> _Fuente_
┄┄┄┄┄┄┄┄┄┄
# busco data crossover activos y amps clase D



## sergiobianchi (Mar 2, 2007)

estoy buscando circuitos de crossovers activos de frecuencia ajustable analogos y/o digitales.
tambien no pude encontrar data de amplificador clase D
gracias a todos


----------



## RUDA (Mar 2, 2007)

Hola empeza por esta págima es grosa hay de todo.
http://sound.westhost.com/project114.htm.
Saludos RUDA


----------



## Dano (Mar 3, 2007)

Busca en el foro que hay información sobre crossover analogos.

Saludos


----------



## sergiobianchi (Mar 5, 2007)

gracias por la data


----------



## FELIBAR12 (Sep 27, 2008)

si lo que buscas es diagramas de amps clase d pues aqui va una coleccion de amplificador de diferentes potencias pero no los he probado.teoria se encuentra aqui:http://www.schematicsforfree.com/archive/dir/Audio/Circuits/POWER AMPLIFIERS-CLASS-D

 aqui:http://www.irf.com/technical-información/appnotes/an-1071.pdf


----------



## FELIBAR12 (Sep 27, 2008)

aqui continuo con mas.


----------



## Vumeter (Abr 28, 2010)
┄┄┄┄┄┄┄┄┄┄
> _Datos brutos_
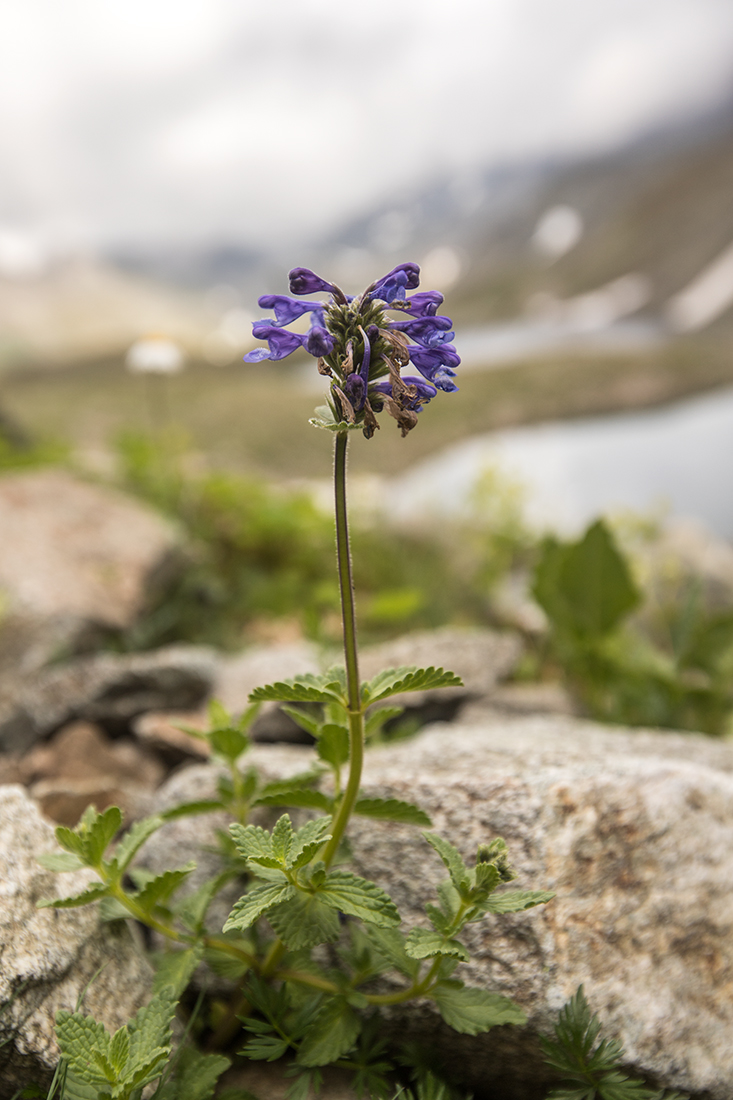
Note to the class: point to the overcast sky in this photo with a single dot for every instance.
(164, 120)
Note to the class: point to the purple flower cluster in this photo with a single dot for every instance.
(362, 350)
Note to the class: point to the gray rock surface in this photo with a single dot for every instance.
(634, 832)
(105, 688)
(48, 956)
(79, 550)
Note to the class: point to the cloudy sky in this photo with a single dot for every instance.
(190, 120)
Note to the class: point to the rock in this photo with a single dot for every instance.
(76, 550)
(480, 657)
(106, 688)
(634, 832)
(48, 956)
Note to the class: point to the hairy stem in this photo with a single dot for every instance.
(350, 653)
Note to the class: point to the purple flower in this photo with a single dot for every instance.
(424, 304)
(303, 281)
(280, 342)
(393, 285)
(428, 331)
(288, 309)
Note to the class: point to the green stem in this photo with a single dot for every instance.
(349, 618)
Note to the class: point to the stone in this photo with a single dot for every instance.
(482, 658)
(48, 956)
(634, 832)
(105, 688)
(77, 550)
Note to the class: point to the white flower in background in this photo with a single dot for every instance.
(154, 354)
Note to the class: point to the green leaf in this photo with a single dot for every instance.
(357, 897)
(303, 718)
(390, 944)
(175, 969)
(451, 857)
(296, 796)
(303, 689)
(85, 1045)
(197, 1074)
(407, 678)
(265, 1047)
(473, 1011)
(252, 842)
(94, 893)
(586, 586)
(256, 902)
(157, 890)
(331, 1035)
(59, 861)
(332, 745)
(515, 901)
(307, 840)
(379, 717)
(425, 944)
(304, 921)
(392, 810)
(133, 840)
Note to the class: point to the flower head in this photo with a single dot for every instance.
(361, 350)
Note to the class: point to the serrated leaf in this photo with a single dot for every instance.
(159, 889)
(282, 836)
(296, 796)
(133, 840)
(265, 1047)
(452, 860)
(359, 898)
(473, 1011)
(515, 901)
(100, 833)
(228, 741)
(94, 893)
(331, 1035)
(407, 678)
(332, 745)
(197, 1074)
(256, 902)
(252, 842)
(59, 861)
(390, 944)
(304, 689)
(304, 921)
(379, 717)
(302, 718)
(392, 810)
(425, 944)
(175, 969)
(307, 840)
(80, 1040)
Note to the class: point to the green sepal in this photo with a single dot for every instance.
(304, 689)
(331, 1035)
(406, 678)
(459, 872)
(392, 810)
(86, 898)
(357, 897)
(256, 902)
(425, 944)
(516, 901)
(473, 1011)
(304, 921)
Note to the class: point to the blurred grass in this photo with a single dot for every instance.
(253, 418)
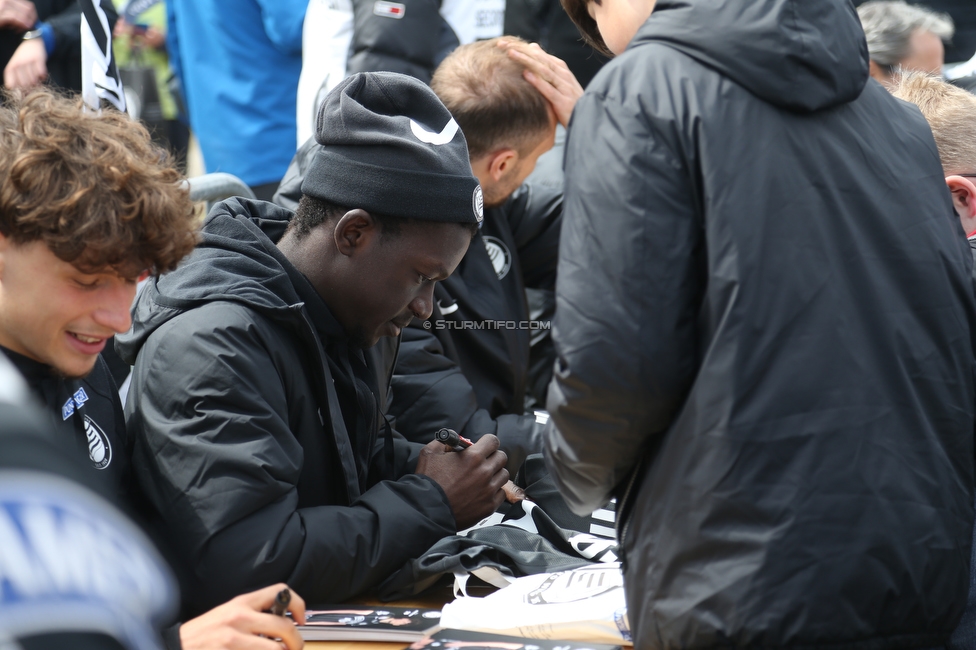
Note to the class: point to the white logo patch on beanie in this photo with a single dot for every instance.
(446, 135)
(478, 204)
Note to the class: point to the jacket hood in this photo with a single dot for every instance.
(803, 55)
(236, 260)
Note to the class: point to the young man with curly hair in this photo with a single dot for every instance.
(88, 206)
┄┄┄┄┄┄┄┄┄┄
> _Tareas_
**A)** Indica si cada afirmación concuerda con la fuente y cita las palabras que lo deciden: (i) RUDA recomienda una página de la que dice que tiene de todo; (ii) Dano sugiere buscar en el foro información sobre amplificadores clase D; (iii) FELIBAR12 afirma haber probado los amplificadores de la colección que comparte.
**B)** Transcribe de la fuente el fragmento entre "estoy buscando circuitos" y "RUDA (Mar 2, 2007)", ambos incluidos.

> _Soluciones_
**A)**
(i) Sí: «empeza por esta págima es grosa hay de todo».
(ii) No: «Busca en el foro que hay información sobre crossover analogos».
(iii) No: «pero no los he probado».

**B)**
estoy buscando circuitos de crossovers activos de frecuencia ajustable analogos y/o digitales.
tambien no pude encontrar data de amplificador clase D
gracias a todos


----------



## RUDA (Mar 2, 2007)